Once the line containing "Target: green grass field" is found in the entries below, reproduce it and every line after it, stopping at and including the line containing "A point set on every instance of the running"; reproduce nothing else, and keep each line exact.
....
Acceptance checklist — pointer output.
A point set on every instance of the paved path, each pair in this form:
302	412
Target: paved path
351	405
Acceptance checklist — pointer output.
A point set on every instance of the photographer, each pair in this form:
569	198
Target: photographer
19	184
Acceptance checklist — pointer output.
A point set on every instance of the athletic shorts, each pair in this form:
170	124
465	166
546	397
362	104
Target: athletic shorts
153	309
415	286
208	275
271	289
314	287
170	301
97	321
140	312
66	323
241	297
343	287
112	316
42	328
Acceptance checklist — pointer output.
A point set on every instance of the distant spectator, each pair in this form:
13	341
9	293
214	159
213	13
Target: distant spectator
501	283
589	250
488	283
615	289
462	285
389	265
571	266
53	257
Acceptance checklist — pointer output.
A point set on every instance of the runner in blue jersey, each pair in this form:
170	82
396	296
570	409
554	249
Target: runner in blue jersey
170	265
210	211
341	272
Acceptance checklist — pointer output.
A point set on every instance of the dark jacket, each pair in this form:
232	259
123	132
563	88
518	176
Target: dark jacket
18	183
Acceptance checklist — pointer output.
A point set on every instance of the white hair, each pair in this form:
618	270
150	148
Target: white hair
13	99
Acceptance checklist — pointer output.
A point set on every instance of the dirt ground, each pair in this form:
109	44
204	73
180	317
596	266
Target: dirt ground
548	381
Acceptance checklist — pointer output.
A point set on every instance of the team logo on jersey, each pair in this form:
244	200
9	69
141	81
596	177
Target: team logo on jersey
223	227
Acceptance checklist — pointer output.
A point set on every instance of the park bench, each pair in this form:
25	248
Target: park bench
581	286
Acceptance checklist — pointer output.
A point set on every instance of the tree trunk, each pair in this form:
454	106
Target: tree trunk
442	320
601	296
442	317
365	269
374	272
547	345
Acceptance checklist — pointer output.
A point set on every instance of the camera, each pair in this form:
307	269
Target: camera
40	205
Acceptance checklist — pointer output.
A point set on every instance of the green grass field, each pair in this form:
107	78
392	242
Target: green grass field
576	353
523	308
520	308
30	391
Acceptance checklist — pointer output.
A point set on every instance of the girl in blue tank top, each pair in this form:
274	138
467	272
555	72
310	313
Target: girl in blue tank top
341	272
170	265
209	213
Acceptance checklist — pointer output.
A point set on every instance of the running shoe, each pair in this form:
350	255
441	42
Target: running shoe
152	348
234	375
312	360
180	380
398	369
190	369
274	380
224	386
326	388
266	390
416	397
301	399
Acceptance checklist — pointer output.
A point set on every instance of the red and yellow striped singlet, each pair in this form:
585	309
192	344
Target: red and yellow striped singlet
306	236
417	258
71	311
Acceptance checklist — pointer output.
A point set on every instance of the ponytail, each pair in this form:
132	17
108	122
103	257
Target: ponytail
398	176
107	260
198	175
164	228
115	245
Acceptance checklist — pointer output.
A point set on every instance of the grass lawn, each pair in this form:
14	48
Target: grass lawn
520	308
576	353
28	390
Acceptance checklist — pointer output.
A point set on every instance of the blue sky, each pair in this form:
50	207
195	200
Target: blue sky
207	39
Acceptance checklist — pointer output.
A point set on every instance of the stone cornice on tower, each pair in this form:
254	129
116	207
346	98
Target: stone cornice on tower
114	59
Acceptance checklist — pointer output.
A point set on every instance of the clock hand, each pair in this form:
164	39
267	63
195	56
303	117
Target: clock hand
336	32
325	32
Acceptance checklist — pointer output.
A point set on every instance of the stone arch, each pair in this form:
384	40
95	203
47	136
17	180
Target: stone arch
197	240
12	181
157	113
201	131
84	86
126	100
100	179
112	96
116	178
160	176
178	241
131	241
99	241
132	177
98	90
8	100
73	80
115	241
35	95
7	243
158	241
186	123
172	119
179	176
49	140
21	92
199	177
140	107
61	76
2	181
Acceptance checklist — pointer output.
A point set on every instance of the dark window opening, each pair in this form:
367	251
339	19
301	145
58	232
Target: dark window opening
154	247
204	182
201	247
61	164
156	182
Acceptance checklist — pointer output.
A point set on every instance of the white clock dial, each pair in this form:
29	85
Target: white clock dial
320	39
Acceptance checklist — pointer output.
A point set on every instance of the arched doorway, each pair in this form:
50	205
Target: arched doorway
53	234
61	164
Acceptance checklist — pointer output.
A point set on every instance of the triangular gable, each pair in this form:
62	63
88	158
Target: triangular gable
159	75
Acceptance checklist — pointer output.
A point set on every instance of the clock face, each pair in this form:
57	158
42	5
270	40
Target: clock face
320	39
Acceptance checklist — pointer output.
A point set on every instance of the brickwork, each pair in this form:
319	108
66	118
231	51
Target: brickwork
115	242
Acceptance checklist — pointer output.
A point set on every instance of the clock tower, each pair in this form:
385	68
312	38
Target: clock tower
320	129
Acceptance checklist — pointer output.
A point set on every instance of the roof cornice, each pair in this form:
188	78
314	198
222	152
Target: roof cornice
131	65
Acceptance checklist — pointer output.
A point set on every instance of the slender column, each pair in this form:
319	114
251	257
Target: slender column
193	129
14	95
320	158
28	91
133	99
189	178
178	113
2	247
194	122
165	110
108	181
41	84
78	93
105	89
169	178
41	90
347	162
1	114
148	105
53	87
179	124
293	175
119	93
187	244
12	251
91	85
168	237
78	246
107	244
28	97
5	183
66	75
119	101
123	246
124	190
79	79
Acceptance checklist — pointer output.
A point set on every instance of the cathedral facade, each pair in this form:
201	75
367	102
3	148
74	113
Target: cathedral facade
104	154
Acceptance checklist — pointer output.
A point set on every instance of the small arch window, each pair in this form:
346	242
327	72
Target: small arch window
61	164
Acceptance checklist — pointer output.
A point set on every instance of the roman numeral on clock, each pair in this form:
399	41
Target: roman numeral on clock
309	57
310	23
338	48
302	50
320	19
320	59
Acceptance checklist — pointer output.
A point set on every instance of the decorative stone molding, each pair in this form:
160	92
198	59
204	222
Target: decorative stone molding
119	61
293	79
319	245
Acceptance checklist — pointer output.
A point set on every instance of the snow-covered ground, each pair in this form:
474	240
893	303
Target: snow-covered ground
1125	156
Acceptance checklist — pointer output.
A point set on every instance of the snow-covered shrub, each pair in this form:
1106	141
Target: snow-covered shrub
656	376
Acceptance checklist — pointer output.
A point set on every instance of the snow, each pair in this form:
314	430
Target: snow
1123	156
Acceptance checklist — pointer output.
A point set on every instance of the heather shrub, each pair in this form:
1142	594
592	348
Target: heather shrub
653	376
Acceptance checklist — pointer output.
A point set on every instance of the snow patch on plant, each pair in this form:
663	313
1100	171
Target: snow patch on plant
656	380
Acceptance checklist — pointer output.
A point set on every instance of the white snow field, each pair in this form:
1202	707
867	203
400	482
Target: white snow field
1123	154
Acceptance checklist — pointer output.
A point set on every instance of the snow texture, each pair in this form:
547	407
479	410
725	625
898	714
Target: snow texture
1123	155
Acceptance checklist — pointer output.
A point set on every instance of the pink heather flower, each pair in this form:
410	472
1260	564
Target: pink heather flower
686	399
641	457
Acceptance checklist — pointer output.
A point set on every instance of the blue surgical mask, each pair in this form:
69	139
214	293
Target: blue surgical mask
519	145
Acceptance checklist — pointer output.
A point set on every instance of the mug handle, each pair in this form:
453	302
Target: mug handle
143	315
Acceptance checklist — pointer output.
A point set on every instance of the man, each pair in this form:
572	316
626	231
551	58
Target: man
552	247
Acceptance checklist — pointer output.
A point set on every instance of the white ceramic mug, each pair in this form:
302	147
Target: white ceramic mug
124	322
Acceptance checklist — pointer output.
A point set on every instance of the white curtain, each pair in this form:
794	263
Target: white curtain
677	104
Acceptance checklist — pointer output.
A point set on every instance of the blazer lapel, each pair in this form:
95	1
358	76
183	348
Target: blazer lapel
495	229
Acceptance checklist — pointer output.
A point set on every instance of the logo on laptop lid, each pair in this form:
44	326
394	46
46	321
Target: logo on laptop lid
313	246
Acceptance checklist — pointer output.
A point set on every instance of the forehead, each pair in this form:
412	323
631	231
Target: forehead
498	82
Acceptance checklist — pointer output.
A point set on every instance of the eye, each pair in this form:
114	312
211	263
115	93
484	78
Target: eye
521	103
....
= TASK RESULT =
Target: green grass field
576	353
523	308
520	308
30	391
Acceptance checklist — pointer output.
A point set on every instance of the girl in blue tank top, each pair in this form:
274	138
467	272
555	72
310	313
Target: girl in blue tank top
341	272
170	265
209	213
Acceptance checklist — pointer output.
A point set on every instance of the running shoe, each pair in this form:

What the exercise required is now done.